Supplied entries
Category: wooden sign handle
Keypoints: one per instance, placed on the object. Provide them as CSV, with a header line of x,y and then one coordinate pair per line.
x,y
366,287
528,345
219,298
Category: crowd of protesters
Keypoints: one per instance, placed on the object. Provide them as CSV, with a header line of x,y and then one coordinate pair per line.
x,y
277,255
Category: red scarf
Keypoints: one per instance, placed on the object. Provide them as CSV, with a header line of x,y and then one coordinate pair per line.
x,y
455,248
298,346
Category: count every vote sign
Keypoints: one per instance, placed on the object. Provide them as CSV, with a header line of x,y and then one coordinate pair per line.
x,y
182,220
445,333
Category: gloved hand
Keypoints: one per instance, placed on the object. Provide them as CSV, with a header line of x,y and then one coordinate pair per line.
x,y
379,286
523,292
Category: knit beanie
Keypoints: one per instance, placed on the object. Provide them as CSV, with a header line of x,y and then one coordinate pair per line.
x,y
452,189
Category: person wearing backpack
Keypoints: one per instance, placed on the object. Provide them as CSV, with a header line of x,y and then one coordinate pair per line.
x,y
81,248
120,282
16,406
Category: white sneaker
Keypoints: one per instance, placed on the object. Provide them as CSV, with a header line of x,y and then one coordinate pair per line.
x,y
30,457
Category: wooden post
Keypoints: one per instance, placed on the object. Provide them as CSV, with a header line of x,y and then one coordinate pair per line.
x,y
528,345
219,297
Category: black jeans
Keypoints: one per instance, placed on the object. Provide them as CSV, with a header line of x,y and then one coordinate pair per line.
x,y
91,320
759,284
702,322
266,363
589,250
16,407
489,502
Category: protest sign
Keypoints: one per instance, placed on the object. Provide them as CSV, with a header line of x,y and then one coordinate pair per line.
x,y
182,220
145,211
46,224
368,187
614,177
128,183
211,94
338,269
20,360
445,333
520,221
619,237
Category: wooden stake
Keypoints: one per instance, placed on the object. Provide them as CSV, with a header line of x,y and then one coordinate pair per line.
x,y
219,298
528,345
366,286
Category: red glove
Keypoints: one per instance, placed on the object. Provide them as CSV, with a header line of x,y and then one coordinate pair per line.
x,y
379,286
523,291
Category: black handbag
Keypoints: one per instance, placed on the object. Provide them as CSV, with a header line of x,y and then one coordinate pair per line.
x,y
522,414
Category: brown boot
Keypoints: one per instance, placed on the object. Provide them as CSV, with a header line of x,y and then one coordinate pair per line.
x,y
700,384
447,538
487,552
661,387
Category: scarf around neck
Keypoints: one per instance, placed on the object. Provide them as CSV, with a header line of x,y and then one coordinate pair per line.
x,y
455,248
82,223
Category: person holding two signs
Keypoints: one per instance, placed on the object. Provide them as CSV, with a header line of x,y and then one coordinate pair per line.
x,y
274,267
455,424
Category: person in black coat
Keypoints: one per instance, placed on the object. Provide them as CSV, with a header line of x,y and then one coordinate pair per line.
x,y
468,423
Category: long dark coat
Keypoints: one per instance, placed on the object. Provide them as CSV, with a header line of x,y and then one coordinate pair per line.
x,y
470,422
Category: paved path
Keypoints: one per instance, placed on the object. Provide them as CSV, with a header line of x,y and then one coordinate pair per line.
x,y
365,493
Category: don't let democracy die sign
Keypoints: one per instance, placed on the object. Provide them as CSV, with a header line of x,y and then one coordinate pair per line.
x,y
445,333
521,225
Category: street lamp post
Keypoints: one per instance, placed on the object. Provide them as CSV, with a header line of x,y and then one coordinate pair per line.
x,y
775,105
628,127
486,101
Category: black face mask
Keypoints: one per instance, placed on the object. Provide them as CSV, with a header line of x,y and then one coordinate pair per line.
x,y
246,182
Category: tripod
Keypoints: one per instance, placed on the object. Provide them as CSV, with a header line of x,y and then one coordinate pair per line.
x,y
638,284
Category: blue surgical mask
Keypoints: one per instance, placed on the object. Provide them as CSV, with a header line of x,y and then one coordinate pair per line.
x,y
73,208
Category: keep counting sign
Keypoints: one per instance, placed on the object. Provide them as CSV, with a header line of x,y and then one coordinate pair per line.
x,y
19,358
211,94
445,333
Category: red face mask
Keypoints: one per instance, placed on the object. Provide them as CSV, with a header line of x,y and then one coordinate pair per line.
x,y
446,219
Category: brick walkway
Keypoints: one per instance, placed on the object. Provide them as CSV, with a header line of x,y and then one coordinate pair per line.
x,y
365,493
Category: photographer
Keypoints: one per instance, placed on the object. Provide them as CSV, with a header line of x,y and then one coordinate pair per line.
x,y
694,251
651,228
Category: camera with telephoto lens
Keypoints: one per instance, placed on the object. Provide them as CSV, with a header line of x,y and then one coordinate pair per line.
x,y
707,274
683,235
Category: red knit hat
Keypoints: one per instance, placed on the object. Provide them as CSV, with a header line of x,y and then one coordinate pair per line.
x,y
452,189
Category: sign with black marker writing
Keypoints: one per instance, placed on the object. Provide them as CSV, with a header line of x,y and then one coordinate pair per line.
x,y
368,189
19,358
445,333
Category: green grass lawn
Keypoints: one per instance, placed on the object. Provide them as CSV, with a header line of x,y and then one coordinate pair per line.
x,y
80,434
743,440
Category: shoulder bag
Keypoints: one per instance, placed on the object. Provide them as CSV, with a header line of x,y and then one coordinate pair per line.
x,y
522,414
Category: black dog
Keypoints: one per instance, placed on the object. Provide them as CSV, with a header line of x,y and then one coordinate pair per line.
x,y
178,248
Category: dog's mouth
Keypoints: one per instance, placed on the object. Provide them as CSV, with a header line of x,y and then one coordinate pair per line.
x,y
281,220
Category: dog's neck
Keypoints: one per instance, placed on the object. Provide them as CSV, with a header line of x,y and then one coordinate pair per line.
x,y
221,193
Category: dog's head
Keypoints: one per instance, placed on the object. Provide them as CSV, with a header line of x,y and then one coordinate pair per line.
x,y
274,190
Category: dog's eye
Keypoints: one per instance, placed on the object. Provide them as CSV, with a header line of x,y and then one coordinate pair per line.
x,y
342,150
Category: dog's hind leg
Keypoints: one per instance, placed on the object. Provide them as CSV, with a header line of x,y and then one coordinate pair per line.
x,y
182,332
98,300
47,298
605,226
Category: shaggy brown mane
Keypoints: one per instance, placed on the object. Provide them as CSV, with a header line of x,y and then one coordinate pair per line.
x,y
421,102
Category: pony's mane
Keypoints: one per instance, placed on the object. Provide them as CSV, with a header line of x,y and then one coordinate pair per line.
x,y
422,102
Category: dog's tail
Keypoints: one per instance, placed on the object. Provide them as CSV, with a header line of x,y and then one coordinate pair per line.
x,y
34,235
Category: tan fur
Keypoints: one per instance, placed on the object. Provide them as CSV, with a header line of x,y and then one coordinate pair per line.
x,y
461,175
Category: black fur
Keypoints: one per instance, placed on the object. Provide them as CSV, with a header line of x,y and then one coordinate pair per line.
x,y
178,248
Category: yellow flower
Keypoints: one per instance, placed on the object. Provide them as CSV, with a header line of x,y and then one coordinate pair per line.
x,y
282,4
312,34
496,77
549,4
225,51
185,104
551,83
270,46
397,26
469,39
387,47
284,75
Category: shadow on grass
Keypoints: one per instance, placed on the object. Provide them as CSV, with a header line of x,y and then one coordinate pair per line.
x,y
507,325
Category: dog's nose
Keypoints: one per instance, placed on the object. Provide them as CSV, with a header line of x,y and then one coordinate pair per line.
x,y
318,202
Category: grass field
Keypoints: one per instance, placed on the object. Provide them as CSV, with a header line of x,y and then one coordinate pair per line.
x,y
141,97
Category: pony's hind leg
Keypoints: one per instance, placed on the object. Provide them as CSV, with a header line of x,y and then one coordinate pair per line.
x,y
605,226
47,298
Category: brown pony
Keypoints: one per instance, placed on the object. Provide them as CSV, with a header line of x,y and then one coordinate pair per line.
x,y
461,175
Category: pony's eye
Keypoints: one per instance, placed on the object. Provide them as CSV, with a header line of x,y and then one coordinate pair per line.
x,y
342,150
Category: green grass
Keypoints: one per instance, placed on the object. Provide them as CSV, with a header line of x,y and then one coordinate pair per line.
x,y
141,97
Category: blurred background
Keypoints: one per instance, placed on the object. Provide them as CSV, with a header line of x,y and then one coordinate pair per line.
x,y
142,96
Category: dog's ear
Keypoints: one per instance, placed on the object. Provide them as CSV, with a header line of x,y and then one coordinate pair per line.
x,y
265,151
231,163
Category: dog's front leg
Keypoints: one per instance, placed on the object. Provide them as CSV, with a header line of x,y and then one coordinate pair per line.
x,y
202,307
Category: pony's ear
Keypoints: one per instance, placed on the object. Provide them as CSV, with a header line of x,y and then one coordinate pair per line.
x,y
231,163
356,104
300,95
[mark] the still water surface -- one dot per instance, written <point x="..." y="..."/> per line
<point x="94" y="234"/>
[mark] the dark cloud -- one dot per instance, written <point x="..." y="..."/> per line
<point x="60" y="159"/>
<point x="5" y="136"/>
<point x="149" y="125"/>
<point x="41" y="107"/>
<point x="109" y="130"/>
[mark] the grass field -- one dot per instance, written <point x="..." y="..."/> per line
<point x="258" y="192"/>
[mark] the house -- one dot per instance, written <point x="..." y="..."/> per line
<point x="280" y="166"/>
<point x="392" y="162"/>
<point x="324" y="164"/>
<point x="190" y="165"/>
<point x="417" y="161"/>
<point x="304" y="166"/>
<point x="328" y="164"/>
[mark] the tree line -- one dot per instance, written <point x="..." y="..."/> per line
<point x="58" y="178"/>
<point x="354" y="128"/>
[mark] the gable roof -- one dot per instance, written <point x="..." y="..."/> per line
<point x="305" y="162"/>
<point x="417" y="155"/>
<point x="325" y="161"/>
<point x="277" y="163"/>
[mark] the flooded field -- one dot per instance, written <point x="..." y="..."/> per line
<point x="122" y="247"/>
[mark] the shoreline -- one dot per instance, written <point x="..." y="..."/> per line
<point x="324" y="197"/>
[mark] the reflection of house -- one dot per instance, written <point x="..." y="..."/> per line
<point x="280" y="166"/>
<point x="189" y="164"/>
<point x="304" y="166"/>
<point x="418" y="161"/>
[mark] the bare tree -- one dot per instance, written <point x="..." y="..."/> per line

Work instruction
For each line of the material that contains "green", return a copy.

Written answer
Category: green grass lawn
Category: green grass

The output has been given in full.